→ **Document excerpt**:
────────────────

Tiffany Bogich

  • December 3, 2010

Tiffany Bogich’s research into where the next infectious disease to be passed from animals to humans will come from has already brought her co-authorship of an article in the leading science journal Nature.

The paper, Impacts of biodiversity and the emergence and transmission of infectious diseases, was published on 2 December. It reviews the evidence for whether declines in biodiversity affect the transmission of infectious diseases. It concludes that “preserving intact ecosystems and their biodiversity should generally reduce the prevalence of infectious diseases”.

Tiffany’s collaboration on the paper came through her work with the EcoHealth Alliance, a non-governmental organisation based in New York. The organisation is in the second year of a five-year funded USAID project which is trying to develop and improve global-scale risk models to better predict where the next zoonotic disease will come from. It is also working on the ground to improve capacity in developing countries where this risk is thought to be greatest. Surveillance for new pathogens is currently being conducted in approximately 24 countries, with a focus on potential diseases coming from bats, rodents and primates.

The modeling work uses the same global-scale approach as her PhD work, which looked at how to best predict animal extinction based on global changes in land use.

Tiffany has been interested in zoology since childhood, and has her mum and grandmother to thank for encouraging her to explore the backyard and allowing various small critters into the house for closer examination. Born in Michigan, she describes herself as “an oddball“ in her family for her interest in zoology and academia. She says her interest in natural sciences was sparked by years spent at summer camps, beginning when she was just six.

However, it was her undergraduate years at Pennsylvania State University which shaped her career. She chose to study maths at undergraduate level in 2001, but she made contact with a biology professor, Katriona Shea, who took her under her wing and gave her the standard Ecology textbook by Begon, Harper, and Townsend, to read.

────────────────

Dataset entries
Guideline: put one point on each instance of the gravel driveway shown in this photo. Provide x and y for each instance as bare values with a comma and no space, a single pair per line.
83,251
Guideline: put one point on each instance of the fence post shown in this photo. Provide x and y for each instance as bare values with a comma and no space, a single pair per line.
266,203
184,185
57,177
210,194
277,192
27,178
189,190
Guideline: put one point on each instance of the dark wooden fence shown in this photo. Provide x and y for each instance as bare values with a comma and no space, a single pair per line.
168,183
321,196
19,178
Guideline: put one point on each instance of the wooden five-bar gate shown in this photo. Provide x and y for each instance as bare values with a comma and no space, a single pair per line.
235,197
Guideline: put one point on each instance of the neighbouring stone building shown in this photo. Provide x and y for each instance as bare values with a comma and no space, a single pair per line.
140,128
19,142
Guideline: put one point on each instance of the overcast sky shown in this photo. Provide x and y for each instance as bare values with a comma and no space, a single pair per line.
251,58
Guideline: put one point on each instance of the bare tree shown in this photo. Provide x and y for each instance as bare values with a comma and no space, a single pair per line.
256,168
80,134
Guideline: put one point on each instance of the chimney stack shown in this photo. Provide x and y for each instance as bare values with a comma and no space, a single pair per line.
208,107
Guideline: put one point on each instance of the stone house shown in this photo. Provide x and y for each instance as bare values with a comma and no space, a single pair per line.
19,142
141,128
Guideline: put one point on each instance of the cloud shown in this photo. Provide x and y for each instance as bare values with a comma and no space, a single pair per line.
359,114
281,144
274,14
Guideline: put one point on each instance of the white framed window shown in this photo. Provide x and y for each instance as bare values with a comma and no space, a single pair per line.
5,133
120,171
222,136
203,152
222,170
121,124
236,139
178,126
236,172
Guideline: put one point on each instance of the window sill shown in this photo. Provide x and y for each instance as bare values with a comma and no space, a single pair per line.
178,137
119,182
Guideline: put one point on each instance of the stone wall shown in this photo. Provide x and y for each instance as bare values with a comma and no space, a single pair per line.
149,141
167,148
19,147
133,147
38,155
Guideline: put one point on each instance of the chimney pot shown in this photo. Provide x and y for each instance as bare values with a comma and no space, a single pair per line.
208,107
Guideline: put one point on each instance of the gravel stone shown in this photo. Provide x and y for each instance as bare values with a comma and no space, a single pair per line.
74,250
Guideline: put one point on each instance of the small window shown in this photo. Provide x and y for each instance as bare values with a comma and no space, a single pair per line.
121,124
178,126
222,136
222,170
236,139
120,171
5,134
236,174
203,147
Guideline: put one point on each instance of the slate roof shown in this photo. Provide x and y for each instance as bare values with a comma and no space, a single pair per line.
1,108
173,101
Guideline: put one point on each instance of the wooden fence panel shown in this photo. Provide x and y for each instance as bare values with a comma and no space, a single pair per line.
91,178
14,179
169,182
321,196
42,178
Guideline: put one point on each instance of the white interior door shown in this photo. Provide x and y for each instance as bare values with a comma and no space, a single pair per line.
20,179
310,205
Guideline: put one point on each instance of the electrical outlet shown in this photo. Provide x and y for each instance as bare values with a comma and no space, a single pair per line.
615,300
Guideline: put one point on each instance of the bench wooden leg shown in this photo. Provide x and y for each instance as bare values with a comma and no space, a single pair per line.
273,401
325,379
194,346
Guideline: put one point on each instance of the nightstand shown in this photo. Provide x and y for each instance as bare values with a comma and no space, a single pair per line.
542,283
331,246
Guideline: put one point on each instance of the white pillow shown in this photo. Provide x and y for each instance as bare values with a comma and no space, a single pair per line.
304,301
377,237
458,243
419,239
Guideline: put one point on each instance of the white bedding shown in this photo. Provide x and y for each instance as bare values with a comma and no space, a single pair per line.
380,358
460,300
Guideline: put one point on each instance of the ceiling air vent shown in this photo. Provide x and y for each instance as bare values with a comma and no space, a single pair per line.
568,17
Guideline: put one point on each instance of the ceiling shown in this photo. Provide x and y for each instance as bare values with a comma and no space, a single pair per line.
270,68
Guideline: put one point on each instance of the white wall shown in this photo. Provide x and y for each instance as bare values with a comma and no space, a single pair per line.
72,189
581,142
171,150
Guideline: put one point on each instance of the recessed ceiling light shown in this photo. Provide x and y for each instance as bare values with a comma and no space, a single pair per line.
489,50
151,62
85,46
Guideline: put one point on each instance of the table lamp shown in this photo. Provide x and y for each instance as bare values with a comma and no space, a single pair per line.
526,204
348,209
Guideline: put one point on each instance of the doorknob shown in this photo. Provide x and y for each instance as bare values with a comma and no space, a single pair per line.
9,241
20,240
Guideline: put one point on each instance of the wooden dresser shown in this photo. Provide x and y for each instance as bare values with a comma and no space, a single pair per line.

────────────────

→ **Your instructions**:
In the profile of Tiffany Bogich, which university shaped her career during her undergraduate years? Rely only on the profile of Tiffany Bogich for your answer.

→ **Reply**:
Pennsylvania State University.